EXERCISE: Up to and including the line with "[tag] black jacket: a pin per instance", reproduce the listing below exactly, beginning at its first line.

INPUT DATA:

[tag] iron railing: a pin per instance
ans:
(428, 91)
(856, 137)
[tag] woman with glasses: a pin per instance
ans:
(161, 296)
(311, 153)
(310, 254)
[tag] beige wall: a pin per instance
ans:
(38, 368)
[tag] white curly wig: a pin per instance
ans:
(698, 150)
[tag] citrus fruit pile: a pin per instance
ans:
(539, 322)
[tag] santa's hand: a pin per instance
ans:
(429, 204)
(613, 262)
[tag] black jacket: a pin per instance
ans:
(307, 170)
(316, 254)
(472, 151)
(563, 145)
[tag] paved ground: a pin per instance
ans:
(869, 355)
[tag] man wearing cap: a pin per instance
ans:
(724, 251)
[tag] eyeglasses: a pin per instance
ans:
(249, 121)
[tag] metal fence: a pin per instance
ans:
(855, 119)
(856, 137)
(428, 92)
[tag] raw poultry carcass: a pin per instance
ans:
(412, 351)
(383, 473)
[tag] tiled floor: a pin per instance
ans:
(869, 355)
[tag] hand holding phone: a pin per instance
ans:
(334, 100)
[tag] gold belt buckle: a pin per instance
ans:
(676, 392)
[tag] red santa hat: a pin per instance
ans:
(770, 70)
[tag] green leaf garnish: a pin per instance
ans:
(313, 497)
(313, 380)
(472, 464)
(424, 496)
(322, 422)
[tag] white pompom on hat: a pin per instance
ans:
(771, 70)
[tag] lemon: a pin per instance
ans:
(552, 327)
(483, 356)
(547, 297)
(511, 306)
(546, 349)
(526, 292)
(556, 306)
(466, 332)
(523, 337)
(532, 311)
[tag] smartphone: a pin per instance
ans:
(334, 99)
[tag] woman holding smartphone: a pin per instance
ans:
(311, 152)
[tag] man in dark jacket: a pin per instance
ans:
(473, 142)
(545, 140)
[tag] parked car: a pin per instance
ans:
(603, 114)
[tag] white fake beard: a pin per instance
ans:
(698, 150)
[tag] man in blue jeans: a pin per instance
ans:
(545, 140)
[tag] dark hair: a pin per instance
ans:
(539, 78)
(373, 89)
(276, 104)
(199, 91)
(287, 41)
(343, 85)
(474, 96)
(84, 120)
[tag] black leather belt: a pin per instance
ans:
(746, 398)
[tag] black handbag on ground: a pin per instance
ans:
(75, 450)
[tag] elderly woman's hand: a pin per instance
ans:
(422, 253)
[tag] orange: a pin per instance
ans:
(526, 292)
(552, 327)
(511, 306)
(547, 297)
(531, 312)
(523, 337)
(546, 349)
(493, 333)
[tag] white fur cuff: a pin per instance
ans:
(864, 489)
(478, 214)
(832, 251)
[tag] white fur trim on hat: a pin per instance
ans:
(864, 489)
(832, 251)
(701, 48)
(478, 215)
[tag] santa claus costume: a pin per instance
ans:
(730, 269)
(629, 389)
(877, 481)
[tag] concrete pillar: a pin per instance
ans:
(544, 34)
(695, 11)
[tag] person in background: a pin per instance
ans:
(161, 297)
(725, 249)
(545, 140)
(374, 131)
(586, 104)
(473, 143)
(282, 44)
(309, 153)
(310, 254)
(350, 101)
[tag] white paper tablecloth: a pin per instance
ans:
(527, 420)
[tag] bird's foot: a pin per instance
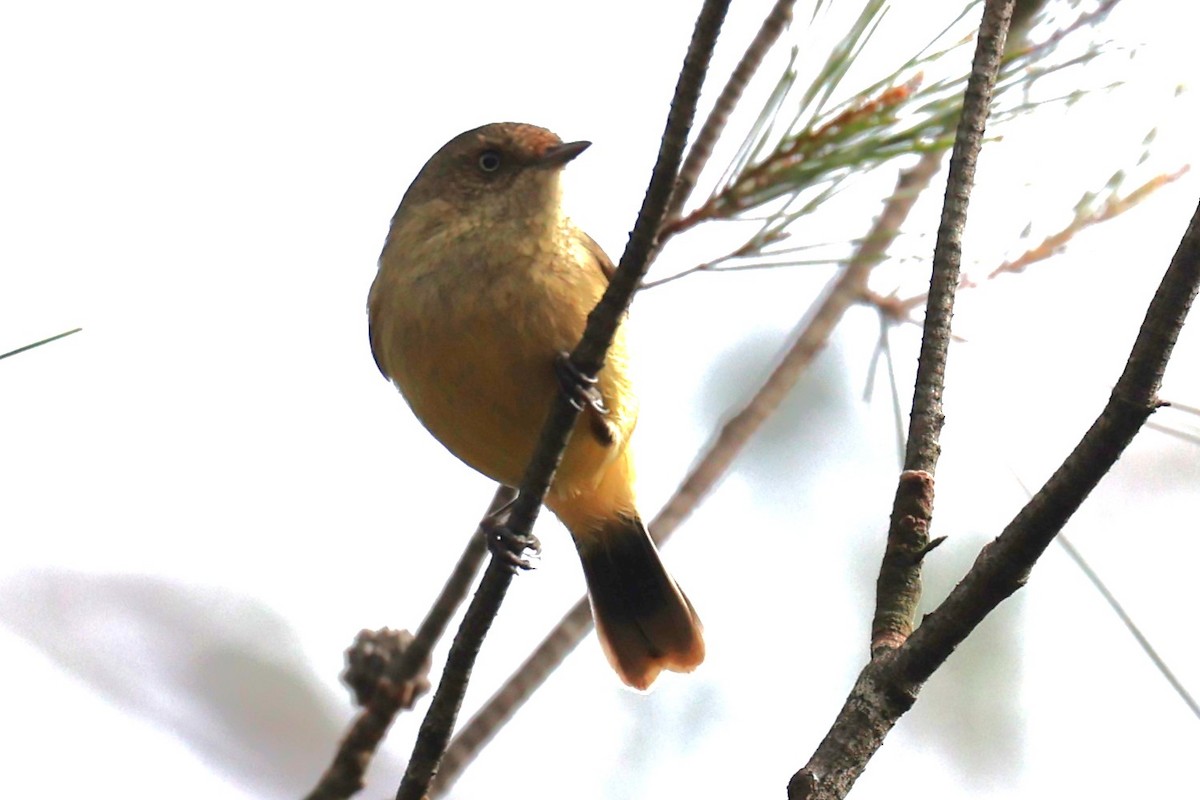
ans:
(508, 546)
(581, 390)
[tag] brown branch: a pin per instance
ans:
(706, 474)
(405, 677)
(899, 308)
(888, 685)
(898, 590)
(779, 17)
(588, 356)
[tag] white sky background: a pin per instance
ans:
(210, 489)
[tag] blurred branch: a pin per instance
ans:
(403, 678)
(46, 341)
(888, 685)
(588, 356)
(711, 131)
(712, 465)
(789, 169)
(1089, 211)
(1123, 615)
(898, 590)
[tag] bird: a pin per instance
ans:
(483, 287)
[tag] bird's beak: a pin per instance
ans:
(561, 154)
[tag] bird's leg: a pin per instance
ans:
(581, 390)
(505, 545)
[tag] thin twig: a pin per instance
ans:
(1134, 630)
(46, 341)
(711, 131)
(898, 589)
(343, 777)
(845, 292)
(588, 356)
(888, 685)
(899, 308)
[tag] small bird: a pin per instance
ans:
(484, 286)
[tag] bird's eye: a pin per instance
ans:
(490, 161)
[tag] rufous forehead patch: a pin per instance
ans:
(532, 139)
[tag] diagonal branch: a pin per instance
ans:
(898, 590)
(843, 293)
(711, 131)
(405, 677)
(588, 356)
(888, 685)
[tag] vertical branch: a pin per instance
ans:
(898, 591)
(435, 732)
(711, 131)
(405, 677)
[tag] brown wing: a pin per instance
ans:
(600, 257)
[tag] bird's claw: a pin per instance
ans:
(508, 546)
(581, 390)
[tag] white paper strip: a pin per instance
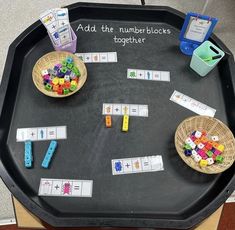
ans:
(98, 57)
(65, 187)
(192, 104)
(41, 133)
(122, 109)
(151, 75)
(137, 165)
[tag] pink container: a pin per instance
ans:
(70, 47)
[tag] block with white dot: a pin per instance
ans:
(197, 158)
(192, 145)
(44, 72)
(210, 161)
(194, 154)
(215, 138)
(200, 146)
(188, 140)
(198, 134)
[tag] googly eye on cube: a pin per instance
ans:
(61, 74)
(203, 148)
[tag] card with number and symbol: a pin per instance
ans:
(137, 165)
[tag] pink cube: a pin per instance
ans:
(202, 153)
(217, 152)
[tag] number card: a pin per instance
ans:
(137, 165)
(196, 29)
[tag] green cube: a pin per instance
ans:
(63, 69)
(187, 146)
(65, 91)
(209, 153)
(48, 87)
(64, 63)
(70, 65)
(78, 73)
(219, 159)
(73, 88)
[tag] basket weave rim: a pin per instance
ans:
(54, 53)
(184, 157)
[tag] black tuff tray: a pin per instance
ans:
(177, 197)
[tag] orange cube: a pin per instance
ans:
(55, 88)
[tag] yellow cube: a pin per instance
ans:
(74, 83)
(61, 81)
(55, 81)
(125, 123)
(220, 148)
(203, 163)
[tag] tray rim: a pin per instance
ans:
(115, 222)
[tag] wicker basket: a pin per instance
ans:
(48, 61)
(213, 127)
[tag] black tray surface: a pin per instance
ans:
(177, 197)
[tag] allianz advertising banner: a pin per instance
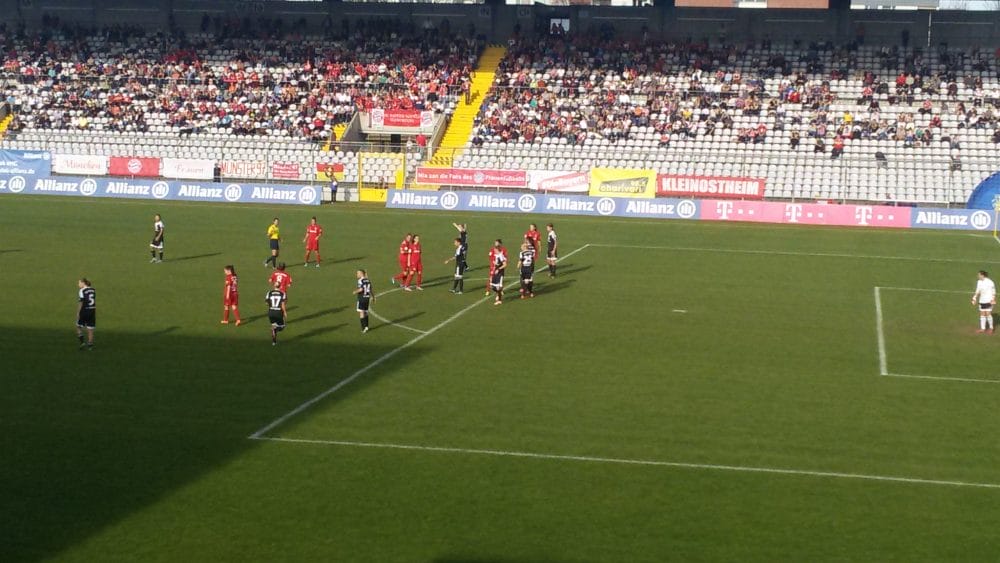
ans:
(556, 204)
(160, 189)
(35, 164)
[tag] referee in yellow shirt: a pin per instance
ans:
(274, 238)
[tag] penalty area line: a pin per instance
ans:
(259, 434)
(642, 462)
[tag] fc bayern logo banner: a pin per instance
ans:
(160, 189)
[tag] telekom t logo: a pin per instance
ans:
(793, 211)
(863, 214)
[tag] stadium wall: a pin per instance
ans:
(498, 23)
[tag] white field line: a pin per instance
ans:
(883, 362)
(378, 361)
(372, 312)
(942, 378)
(644, 462)
(788, 253)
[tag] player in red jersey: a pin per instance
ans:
(416, 264)
(491, 259)
(534, 237)
(282, 278)
(404, 260)
(313, 233)
(231, 296)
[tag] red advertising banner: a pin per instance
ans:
(285, 170)
(327, 171)
(806, 213)
(255, 169)
(134, 166)
(473, 177)
(549, 181)
(401, 118)
(728, 187)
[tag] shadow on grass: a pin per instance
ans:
(193, 257)
(318, 314)
(314, 332)
(91, 438)
(343, 260)
(411, 316)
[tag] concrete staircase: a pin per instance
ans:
(460, 128)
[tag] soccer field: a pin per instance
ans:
(681, 391)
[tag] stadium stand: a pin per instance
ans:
(255, 94)
(694, 108)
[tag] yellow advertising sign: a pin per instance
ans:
(616, 182)
(373, 194)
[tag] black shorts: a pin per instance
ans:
(276, 318)
(87, 318)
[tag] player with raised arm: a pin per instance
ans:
(231, 296)
(156, 244)
(526, 264)
(461, 250)
(499, 265)
(365, 298)
(985, 297)
(416, 264)
(86, 313)
(313, 233)
(276, 311)
(534, 238)
(552, 249)
(282, 278)
(404, 261)
(274, 240)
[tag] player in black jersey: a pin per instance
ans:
(156, 244)
(86, 313)
(463, 235)
(365, 298)
(526, 263)
(551, 249)
(499, 266)
(461, 253)
(276, 311)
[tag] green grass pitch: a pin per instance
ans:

OUTPUT OF THE EXERCISE:
[tag] iron railing: a pin per instance
ans:
(428, 91)
(856, 137)
[tag] woman with glasses: a pin per instance
ans:
(161, 296)
(311, 153)
(310, 254)
[tag] beige wall: a pin per instance
ans:
(38, 368)
[tag] white curly wig: a pin per instance
ans:
(698, 150)
[tag] citrus fruit pile: a pin per instance
ans:
(539, 322)
[tag] santa's hand: a pin per instance
ans:
(429, 204)
(613, 262)
[tag] black jacket: a pin per instance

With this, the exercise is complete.